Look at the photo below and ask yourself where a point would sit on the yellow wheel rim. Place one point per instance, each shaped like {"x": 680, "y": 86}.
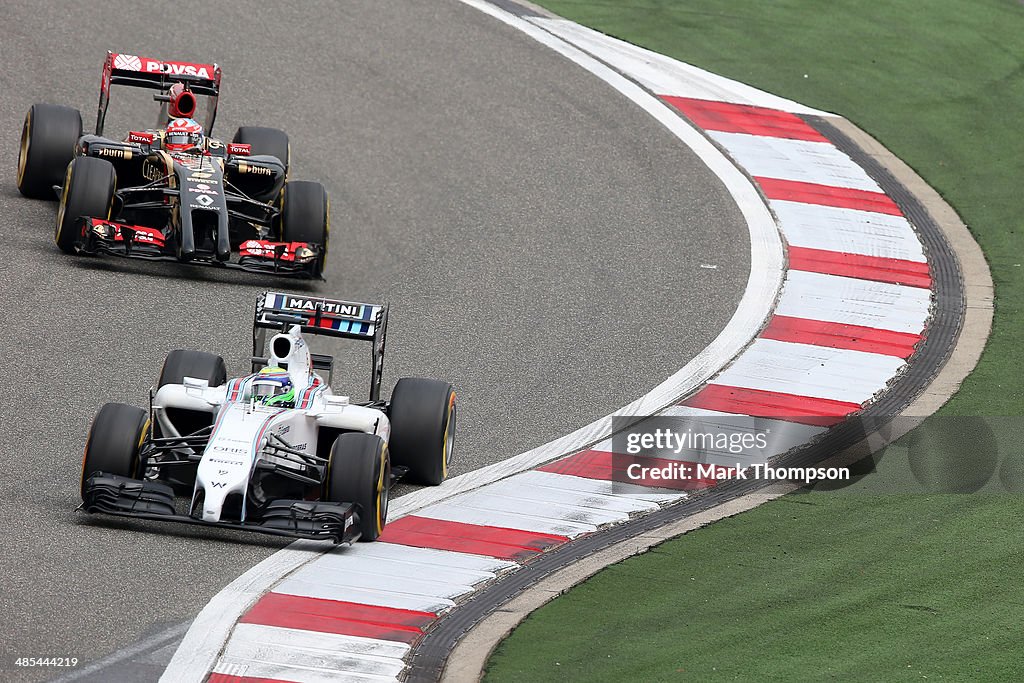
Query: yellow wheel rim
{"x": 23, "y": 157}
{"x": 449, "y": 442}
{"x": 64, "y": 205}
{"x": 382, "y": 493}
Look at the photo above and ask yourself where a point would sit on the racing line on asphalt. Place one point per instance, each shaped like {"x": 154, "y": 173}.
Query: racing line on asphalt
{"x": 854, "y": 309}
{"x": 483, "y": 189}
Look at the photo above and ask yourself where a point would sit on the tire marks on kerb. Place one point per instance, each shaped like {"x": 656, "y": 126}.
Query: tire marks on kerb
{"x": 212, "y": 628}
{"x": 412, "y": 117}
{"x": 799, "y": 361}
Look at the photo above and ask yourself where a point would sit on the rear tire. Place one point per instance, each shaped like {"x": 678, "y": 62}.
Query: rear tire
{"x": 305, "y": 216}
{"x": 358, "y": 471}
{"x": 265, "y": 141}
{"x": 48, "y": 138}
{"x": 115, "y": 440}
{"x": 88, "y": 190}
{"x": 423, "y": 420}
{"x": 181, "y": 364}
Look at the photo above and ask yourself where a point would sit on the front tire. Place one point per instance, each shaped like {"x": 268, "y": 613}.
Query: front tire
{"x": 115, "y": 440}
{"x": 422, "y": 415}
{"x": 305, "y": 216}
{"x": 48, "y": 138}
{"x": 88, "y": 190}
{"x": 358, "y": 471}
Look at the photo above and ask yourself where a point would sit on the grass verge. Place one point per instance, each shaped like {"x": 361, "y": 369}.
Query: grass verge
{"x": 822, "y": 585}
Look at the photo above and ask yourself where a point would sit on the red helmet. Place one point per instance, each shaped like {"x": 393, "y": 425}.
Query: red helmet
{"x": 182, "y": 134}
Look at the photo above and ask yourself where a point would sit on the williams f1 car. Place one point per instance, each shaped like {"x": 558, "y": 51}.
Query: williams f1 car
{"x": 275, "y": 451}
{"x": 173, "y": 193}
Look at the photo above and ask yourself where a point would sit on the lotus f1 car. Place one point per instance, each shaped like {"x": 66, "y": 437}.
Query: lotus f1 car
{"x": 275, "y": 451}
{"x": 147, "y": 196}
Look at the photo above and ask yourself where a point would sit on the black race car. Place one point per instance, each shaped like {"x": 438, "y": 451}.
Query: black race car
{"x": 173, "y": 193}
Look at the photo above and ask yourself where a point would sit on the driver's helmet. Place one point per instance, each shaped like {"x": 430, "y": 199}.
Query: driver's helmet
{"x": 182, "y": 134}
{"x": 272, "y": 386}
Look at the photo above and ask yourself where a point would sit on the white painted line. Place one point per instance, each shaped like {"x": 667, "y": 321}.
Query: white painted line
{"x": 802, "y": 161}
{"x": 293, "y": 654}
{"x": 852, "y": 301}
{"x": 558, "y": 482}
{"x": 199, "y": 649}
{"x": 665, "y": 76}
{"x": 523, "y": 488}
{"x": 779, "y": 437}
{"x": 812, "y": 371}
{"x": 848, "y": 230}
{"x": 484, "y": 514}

--------

## The problem
Write out the material above exactly, and omit the pictures it holds.

## Result
Look at the photo below and ask yourself where a point would sit on the yellow wheel rim. Place one point per instance, each shaped like {"x": 680, "y": 86}.
Query: yellow wheel rim
{"x": 23, "y": 157}
{"x": 449, "y": 442}
{"x": 64, "y": 205}
{"x": 382, "y": 493}
Look at the photo above and ask yourself where a point would sit on the racing line on asphalt. Place one point per instance, each shaped like {"x": 154, "y": 173}.
Query: racing line on asphalt
{"x": 854, "y": 309}
{"x": 483, "y": 189}
Look at the photo above and ask yourself where a point would sit on the tire marks on kerb. Place one point per instance, each shaped like {"x": 656, "y": 126}.
Query: tire marks on kerb
{"x": 212, "y": 628}
{"x": 412, "y": 117}
{"x": 799, "y": 361}
Look at the photo above and ask yourself where a point would sit on the rear tire. Place one point per instance, each shaped like {"x": 678, "y": 62}.
Query: rear tire
{"x": 305, "y": 216}
{"x": 358, "y": 471}
{"x": 265, "y": 141}
{"x": 48, "y": 138}
{"x": 115, "y": 440}
{"x": 88, "y": 190}
{"x": 423, "y": 420}
{"x": 181, "y": 364}
Look at the photo above and ask yourself where a point would sit on the front tire. Place one point per instance, each shaped like {"x": 268, "y": 613}.
Query: front tire
{"x": 115, "y": 440}
{"x": 422, "y": 415}
{"x": 305, "y": 216}
{"x": 48, "y": 138}
{"x": 88, "y": 190}
{"x": 358, "y": 471}
Look at the photo above and ask yourself where a point would sit on the grass verge. Place one point per instance, each shaped like {"x": 361, "y": 369}.
Query: grass verge
{"x": 822, "y": 585}
Look at the photo above and ask yourself where a point would sit on the red helmet. Place one point per instance, each shaped like {"x": 393, "y": 425}.
Query: red helmet
{"x": 182, "y": 134}
Look at the photo above and ask yourself where a point would sit on the williams f1 car. Place one point per instance, each shaped like {"x": 558, "y": 51}.
Query: williams f1 car
{"x": 275, "y": 451}
{"x": 173, "y": 193}
Look at the photo above and ask yourself where a point would sit on the lotus f1 car. Place one point per instance, each shaped like {"x": 66, "y": 437}.
Query: lotus f1 car
{"x": 275, "y": 451}
{"x": 147, "y": 196}
Look at the photo above and ask yourself where a point would sit on the black race car. Place one point per instance, each shaped like {"x": 438, "y": 451}.
Query: black race car
{"x": 173, "y": 193}
Look at the photo above and ask yourself where a point would sit on the driver's helmet. Place one point per instance, each shaped like {"x": 430, "y": 199}.
Query: driver's helmet
{"x": 182, "y": 134}
{"x": 272, "y": 386}
Look at the photo above and ask yourself where a point would sit on the white painted line. Place one point per instance, each shaped like {"x": 667, "y": 321}.
Query: white painted line
{"x": 802, "y": 161}
{"x": 293, "y": 654}
{"x": 852, "y": 301}
{"x": 558, "y": 482}
{"x": 199, "y": 649}
{"x": 665, "y": 76}
{"x": 523, "y": 488}
{"x": 779, "y": 437}
{"x": 812, "y": 371}
{"x": 848, "y": 230}
{"x": 484, "y": 514}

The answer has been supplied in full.